» **TO DO**: Reproduce the following material exactly, including every line.

[Records from a collection]
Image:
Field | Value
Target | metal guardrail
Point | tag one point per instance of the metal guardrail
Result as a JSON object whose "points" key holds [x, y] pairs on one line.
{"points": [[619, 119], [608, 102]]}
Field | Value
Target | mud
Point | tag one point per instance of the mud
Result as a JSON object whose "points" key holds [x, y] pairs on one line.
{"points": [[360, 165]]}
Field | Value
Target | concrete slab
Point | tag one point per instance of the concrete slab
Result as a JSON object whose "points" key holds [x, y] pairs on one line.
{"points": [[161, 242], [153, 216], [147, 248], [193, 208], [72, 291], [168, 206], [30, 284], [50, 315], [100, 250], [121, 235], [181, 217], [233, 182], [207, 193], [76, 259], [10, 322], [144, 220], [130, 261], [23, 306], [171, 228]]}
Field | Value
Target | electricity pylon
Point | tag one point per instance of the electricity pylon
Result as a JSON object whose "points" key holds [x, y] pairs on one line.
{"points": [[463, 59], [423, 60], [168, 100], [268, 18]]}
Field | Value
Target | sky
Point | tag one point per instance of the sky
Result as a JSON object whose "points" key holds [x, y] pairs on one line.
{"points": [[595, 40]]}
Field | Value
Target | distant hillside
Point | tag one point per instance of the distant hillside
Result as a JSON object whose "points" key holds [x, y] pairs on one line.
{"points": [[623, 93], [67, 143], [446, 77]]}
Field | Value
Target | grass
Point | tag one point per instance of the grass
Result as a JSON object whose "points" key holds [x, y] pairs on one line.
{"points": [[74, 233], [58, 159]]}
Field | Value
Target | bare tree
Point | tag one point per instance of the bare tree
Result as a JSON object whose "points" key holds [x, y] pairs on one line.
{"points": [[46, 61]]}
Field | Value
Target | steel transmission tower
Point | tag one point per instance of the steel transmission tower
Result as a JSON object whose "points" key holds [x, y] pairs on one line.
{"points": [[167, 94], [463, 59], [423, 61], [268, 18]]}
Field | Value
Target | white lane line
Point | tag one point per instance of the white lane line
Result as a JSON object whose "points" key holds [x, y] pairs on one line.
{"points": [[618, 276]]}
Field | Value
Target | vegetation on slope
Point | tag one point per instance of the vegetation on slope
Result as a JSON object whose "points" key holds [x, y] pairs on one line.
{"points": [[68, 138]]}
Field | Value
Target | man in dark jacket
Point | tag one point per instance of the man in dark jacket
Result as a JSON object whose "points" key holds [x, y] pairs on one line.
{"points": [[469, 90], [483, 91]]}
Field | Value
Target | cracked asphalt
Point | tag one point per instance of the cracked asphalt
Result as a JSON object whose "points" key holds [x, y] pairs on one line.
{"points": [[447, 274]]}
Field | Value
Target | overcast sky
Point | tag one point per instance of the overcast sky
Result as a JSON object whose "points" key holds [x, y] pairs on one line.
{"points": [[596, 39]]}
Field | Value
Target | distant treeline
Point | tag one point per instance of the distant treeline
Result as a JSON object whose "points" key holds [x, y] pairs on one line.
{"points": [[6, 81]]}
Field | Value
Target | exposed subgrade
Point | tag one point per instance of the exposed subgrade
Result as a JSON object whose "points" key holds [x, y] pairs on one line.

» **SOLVED PROBLEM**:
Image:
Field | Value
Target | metal guardrail
Point | tag one point per instance of the metal guardrail
Result as a JSON object whose "points" key holds [x, y] pairs on one line.
{"points": [[619, 119], [608, 102]]}
Field | Value
Target | mud
Point | tag one point per instance of the mud
Result as a JSON object whose "points" key holds [x, y] pairs on one line.
{"points": [[360, 165]]}
Field | Value
Target | concrete slab
Point | tag one point per instance of the concrete slab
Result as a JSON object whose "points" key holds [x, y] pairs on one line.
{"points": [[161, 242], [153, 216], [147, 248], [193, 208], [72, 291], [168, 206], [30, 284], [50, 315], [100, 250], [121, 235], [181, 217], [233, 182], [207, 193], [76, 259], [10, 322], [144, 220], [130, 261], [23, 306], [171, 228]]}
Field | Value
Target | electricity pylon
Point | tag one point per instance of the electricity pylon
Result as a JSON object whose "points" key holds [x, y] pairs on one line.
{"points": [[463, 59], [423, 60], [168, 100], [268, 18]]}
Field | Value
Target | sky
Point | tag one point per instance of the sky
Result as a JSON object whose "points" key holds [x, y] pairs on one line.
{"points": [[595, 40]]}
Field | Value
Target | distant hillside
Point | tag one point per instance of the distant hillside
Result as a JSON object whose "points" key holds [x, y] pairs on one line.
{"points": [[623, 93], [67, 143], [446, 77]]}
Field | Value
Target | grass
Point | tag one point per instance of the grass
Result as a JSON object whose "points" key holds [x, y] pairs on one line.
{"points": [[74, 233], [58, 159]]}
Field | Value
Target | bare tree
Point | tag one point per instance of the bare tree
Result as a JSON object whose "points" key holds [x, y] pairs on one line.
{"points": [[46, 61]]}
Field | Value
Target | steel transmission tower
Point | tag one point per instance of the steel transmission tower
Result as a JSON object whose "points" key holds [x, y] pairs on one line.
{"points": [[167, 94], [463, 59], [423, 61], [268, 18]]}
Field | Value
Target | white lane line
Point | tag one point per instance of the white lane line
Result as a JSON object whose "points" key holds [x, y] pairs on one line.
{"points": [[618, 276]]}
Field | Value
Target | vegetation on slope
Point | tag one point per instance of the vegetation on slope
Result as a JSON object whose "points" key holds [x, y] pairs on one line.
{"points": [[68, 138]]}
Field | Value
Target | man in dark jacket
Point | tag one point per instance of the man in dark jacket
Result as a JSON object whose "points" key holds [x, y] pairs on one line.
{"points": [[469, 90], [483, 91]]}
Field | Value
Target | cracked asphalt
Point | tag one point per instance of the cracked asphalt
Result as a JSON object whose "points" key holds [x, y] pairs on one line.
{"points": [[447, 274]]}
Field | Value
Target | overcast sky
Point | tag one point per instance of the overcast sky
Result as a JSON object whose "points" key holds [x, y] pairs on one line.
{"points": [[596, 39]]}
Field | Value
Target | distant treeline
Point | tag one point per instance of the distant treeline
Result as a JSON object whose "points" key holds [x, y] pairs on one line.
{"points": [[6, 81]]}
Field | Value
Target | exposed subgrade
Point | tag one point per instance of the exposed subgrade
Result as a JSON object whose "points" key holds [x, y] pairs on one line.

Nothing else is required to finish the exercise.